• _Task instructions_:
Decide whether each statement below agrees with the passage about the two hackers' Internet access. Answer each with yes or no and quote the deciding words of the passage.
(a) At first, the hackers used the login names and passwords of department personnel who were expected to be out of town.
(b) Danny got his parents to pay for Internet access with a local service company.
(c) The hackers ran three FTP servers through the Agriculture Office connection.

• _Source passage_:
────────────────────────────────────────

Well, not quite. The two hackers still needed an account with an Internet service provider. Initially, they used the login names and passwords of personnel who worked in the department, “when we knew they were gonna be out of town hunting or something like that,” says Danny. This information had been gleaned by installing on the other computers software called “BackOrifice,” a popular remote monitoring tool that gave them control of a remote computer as if they were sitting right in front of it.
Of course, using other people’s passwords was risky — with all sorts of ways you might get caught. It was William this time who came up with a solution. “I got my parents to pay for us to have Internet access with a local service company,” so it was no longer necessary to use other people’s sign-on information.
Eventually they kept the Internet connection through the Agriculture Office going 24/7. “We had two FTP servers running down there downloading movies and music and more hacking tools and all kinds of stuff like that,” says Danny. “I was getting games that hadn’t even been released yet.”

Nearly Caught

In their commissary headquarters, William hooked up sound cards and external speakers so they could play music or hear the soundtrack as they watched a downloaded movie. If a guard asked what they were doing, William told them, “I don’t ask your business, don’t ask mine.”

────────────────────────────────────────

• _Source information_:
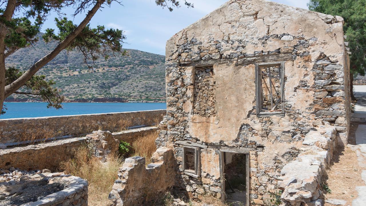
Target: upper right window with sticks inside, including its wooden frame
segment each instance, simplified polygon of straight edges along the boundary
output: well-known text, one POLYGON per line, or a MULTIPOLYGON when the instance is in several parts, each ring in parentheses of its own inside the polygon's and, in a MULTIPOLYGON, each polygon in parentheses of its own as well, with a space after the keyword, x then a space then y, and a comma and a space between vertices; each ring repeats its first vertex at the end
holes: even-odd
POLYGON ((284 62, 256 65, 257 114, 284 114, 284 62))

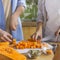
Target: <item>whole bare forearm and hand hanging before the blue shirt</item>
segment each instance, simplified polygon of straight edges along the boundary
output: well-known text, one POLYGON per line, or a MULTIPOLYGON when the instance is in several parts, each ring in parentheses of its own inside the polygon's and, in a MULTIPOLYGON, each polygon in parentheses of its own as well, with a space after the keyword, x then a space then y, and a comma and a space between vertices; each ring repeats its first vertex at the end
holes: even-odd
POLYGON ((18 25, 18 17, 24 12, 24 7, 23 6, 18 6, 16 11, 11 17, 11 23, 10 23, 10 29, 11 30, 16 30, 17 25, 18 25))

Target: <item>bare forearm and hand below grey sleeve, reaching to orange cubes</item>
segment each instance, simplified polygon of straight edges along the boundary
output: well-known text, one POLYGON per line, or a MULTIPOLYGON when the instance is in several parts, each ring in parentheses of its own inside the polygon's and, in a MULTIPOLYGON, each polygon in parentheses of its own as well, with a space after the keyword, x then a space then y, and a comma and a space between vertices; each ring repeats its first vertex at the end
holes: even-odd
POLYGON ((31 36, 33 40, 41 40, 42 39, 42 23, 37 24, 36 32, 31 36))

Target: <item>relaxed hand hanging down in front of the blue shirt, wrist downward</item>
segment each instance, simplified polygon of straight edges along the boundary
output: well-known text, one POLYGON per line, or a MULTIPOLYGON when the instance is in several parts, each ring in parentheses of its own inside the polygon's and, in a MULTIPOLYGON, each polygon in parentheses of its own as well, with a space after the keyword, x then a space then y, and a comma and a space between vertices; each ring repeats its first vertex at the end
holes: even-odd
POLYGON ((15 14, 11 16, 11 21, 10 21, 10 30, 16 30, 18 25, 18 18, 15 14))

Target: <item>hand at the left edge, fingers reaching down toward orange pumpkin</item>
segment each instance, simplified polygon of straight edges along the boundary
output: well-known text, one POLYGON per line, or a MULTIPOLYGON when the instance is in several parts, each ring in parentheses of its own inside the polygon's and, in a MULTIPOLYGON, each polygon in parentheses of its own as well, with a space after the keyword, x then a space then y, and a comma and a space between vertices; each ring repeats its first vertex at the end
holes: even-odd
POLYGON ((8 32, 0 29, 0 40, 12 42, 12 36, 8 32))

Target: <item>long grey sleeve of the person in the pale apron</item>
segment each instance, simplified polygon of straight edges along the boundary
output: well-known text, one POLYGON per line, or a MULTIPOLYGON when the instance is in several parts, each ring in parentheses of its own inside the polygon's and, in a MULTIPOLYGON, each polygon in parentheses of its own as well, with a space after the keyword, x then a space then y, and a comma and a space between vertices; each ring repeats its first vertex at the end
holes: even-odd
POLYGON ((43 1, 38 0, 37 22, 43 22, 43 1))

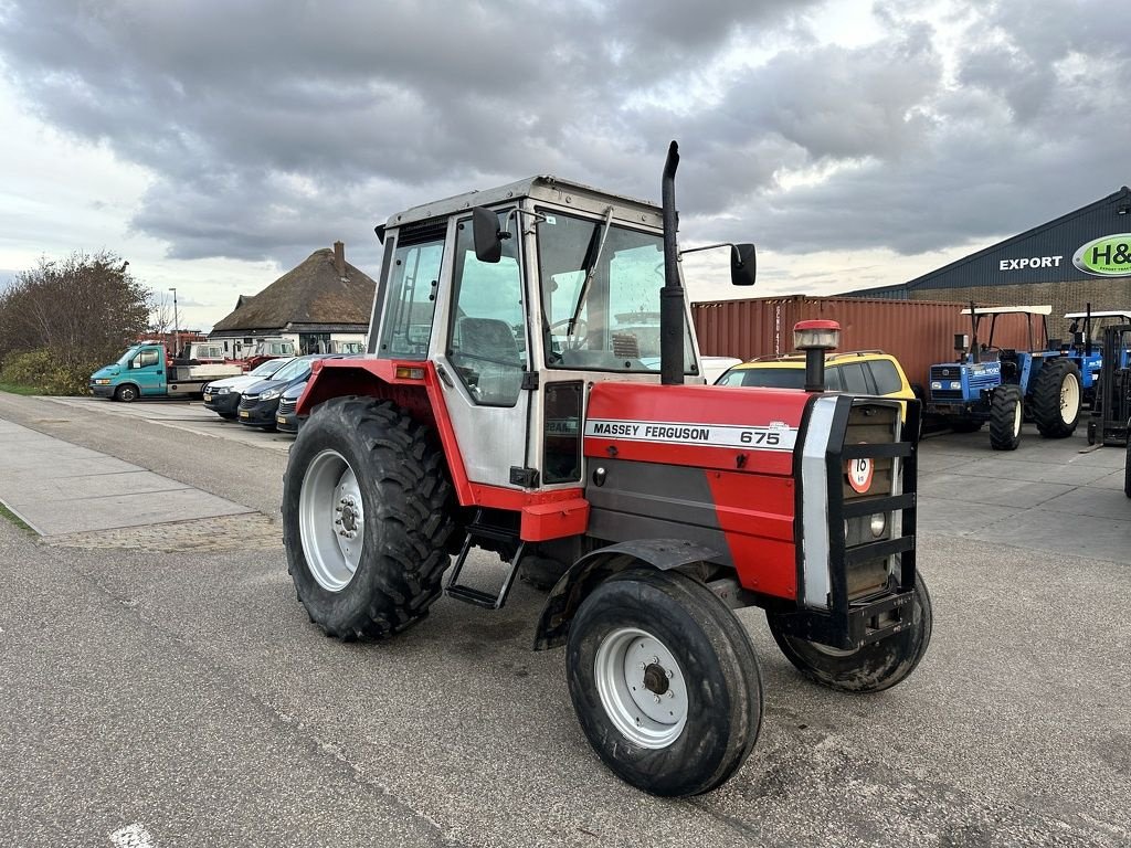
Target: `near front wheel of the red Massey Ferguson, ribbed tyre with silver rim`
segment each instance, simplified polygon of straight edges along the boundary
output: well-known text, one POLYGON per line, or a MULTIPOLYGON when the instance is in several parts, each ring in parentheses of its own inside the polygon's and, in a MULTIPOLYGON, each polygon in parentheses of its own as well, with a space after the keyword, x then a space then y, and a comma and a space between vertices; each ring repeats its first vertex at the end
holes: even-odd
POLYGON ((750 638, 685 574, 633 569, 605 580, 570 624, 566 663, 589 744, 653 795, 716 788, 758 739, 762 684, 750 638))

────────────────────────────────────────

• _Result_:
(a) Yes: "they used the login names and passwords of personnel who worked in the department, “when we knew they were gonna be out of town hunting or something like that,”"
(b) No: "It was William this time who came up with a solution. “I got my parents to pay for us to have Internet access with a local service company,”"
(c) No: "We had two FTP servers running down there"